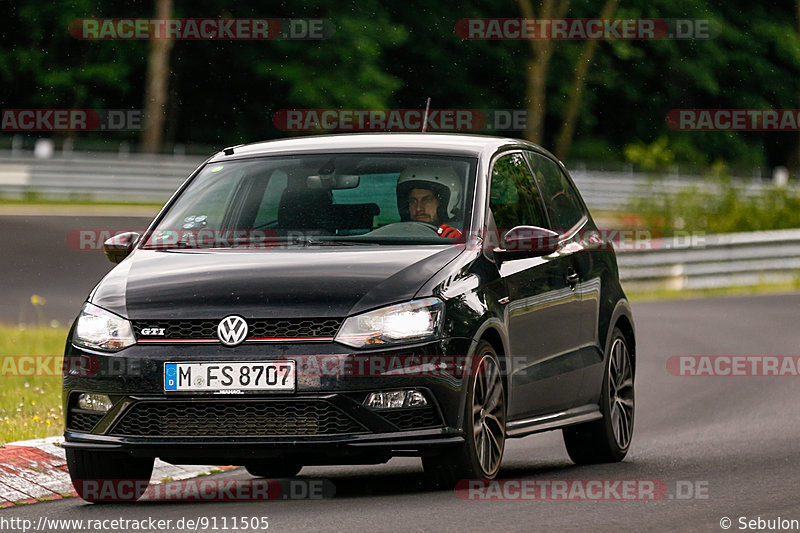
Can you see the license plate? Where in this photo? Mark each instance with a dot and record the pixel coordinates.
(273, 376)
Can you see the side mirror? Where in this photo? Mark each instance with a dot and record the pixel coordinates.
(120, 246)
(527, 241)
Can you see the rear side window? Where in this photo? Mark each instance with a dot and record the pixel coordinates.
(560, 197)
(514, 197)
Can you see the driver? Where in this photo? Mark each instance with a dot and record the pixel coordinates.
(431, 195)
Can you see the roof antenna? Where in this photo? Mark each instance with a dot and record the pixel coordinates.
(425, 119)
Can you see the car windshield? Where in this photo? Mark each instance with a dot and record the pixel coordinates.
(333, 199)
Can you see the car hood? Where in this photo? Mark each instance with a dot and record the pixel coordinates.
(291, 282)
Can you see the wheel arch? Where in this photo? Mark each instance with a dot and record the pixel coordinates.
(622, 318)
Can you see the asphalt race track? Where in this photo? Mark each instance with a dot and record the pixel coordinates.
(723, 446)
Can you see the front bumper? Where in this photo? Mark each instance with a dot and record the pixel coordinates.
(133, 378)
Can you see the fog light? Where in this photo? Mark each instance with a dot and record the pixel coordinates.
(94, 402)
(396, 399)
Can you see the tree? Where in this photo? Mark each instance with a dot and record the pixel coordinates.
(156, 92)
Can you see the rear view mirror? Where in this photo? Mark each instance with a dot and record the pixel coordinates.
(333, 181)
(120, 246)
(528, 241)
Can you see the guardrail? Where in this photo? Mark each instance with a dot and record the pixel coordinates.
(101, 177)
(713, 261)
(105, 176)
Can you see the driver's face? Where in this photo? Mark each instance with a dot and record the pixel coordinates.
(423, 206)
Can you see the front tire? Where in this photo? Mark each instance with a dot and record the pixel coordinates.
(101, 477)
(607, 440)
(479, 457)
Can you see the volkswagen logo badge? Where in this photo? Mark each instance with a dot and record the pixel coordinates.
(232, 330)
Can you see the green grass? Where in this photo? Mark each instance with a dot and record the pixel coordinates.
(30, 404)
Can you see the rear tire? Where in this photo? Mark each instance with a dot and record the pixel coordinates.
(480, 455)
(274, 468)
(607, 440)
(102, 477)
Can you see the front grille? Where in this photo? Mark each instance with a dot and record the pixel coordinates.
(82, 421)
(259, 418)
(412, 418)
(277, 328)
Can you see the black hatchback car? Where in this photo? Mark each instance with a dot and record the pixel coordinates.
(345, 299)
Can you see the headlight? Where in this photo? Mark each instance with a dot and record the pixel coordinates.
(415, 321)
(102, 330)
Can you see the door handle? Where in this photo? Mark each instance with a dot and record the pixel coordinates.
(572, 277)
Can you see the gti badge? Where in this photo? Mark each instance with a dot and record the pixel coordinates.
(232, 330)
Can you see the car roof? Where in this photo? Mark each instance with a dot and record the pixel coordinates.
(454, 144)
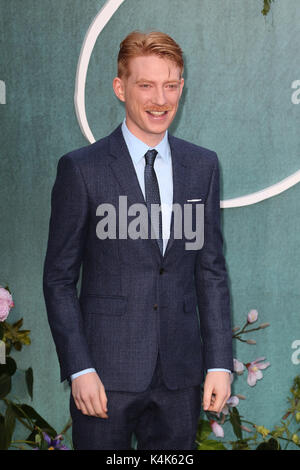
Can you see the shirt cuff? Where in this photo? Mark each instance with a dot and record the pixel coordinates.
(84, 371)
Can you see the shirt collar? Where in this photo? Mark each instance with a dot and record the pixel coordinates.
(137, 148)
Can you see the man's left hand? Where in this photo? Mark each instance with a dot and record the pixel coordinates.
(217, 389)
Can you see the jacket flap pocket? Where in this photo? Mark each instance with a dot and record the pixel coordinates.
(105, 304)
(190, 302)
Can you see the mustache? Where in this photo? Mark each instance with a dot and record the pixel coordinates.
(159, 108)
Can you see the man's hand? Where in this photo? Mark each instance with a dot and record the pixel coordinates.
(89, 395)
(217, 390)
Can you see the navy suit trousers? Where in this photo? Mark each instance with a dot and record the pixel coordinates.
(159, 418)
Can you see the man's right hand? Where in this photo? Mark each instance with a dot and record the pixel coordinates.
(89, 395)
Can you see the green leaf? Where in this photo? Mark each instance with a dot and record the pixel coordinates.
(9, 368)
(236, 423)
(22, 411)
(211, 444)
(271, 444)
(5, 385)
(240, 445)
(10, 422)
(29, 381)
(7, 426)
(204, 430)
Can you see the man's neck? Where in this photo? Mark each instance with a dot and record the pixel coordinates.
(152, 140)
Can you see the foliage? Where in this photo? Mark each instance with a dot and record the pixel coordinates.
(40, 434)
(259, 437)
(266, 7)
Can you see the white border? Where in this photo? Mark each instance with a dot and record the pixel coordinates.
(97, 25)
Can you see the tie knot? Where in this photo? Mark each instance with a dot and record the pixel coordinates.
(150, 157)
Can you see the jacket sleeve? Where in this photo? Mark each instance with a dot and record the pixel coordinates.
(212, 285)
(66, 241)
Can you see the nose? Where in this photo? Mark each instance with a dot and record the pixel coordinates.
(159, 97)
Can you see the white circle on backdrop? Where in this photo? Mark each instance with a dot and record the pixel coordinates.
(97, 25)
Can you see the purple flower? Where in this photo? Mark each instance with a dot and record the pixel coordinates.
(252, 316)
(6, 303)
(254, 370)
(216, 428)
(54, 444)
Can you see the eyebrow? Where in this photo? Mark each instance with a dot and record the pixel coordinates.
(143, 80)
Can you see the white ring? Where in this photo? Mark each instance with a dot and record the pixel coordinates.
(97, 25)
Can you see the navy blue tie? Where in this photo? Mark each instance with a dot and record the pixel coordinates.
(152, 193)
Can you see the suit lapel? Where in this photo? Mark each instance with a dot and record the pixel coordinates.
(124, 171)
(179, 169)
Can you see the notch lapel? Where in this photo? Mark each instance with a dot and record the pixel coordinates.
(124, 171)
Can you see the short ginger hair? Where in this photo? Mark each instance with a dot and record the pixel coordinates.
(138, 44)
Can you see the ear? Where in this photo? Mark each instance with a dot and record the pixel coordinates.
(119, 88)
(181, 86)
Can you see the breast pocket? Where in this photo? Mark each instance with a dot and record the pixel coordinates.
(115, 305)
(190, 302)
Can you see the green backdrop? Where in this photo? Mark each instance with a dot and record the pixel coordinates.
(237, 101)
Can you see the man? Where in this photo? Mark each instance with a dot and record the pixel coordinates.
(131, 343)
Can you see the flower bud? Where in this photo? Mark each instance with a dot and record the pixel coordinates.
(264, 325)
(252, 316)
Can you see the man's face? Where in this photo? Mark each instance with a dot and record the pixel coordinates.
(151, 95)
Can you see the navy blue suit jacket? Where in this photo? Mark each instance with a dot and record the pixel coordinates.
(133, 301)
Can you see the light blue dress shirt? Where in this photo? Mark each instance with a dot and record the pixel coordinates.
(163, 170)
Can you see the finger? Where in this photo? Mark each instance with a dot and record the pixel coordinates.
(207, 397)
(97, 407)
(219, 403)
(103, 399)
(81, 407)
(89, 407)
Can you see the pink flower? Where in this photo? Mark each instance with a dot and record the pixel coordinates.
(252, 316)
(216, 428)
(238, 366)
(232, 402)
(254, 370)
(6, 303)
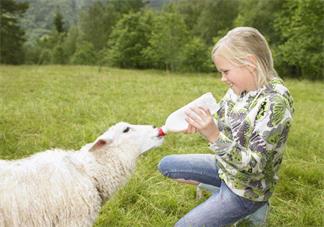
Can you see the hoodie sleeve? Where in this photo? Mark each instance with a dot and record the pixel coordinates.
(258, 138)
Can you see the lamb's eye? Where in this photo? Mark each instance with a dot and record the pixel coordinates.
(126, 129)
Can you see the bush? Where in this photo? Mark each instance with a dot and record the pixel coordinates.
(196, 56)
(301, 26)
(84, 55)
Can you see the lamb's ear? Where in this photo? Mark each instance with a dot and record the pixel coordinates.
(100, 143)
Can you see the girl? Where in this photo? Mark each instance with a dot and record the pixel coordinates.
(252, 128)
* * * * * * * * *
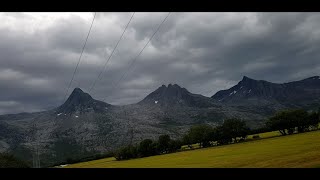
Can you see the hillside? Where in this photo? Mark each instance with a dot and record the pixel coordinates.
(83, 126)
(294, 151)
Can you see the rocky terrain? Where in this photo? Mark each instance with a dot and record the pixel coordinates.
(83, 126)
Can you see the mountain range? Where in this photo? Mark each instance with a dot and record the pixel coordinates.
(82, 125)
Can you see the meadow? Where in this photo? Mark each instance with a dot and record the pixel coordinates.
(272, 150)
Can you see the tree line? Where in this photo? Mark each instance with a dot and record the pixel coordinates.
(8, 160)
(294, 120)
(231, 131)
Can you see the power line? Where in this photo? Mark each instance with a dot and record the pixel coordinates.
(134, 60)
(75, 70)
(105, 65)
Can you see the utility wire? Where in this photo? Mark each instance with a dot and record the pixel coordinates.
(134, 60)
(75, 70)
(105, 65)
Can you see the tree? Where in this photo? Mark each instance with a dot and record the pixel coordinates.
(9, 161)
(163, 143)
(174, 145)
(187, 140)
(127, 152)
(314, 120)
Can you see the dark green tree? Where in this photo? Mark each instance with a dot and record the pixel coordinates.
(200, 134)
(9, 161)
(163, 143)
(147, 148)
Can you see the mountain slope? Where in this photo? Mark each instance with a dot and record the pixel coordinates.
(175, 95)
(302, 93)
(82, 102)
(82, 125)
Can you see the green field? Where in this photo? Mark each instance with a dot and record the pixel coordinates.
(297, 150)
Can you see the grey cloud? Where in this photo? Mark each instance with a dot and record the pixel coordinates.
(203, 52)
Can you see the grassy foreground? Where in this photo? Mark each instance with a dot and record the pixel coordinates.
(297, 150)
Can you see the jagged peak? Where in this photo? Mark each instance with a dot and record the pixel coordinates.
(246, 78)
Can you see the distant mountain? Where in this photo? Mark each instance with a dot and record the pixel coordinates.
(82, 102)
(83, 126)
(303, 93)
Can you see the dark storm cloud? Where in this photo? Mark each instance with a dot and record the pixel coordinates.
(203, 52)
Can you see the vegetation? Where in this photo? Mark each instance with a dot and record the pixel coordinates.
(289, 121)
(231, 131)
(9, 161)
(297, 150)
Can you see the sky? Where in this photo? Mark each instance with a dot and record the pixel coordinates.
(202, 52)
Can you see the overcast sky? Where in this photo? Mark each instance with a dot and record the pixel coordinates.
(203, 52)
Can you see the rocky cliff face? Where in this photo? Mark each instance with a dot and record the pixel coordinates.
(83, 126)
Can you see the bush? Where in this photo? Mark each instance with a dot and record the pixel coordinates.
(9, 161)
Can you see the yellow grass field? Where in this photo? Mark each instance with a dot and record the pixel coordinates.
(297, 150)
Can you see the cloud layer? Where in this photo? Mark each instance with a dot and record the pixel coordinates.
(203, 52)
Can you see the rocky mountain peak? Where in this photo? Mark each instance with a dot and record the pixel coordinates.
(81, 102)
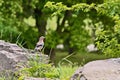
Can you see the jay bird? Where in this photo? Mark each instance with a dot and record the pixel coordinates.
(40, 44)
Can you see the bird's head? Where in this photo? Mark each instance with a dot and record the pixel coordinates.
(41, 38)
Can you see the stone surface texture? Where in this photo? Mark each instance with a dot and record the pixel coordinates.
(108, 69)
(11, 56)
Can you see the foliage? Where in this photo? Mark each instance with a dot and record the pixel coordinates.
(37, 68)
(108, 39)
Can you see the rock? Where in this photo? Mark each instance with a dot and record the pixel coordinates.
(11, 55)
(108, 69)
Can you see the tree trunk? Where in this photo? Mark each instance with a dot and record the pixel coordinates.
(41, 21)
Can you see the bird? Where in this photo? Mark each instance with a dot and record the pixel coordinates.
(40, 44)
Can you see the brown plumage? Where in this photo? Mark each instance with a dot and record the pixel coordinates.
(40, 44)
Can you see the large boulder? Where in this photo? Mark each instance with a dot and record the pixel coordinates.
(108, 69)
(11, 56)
* * * * * * * * *
Stated task
Can you show every line of the material above that contains the string "bird", copying each one in full?

Output below
Can you see the jay bird? Where in this photo? Mark each instance with a dot and record the pixel coordinates.
Can you see the bird's head? Where in this photo? Mark each instance with a dot and record the pixel coordinates.
Can you see the bird? Where in this photo? Mark each instance with a dot and record the pixel coordinates.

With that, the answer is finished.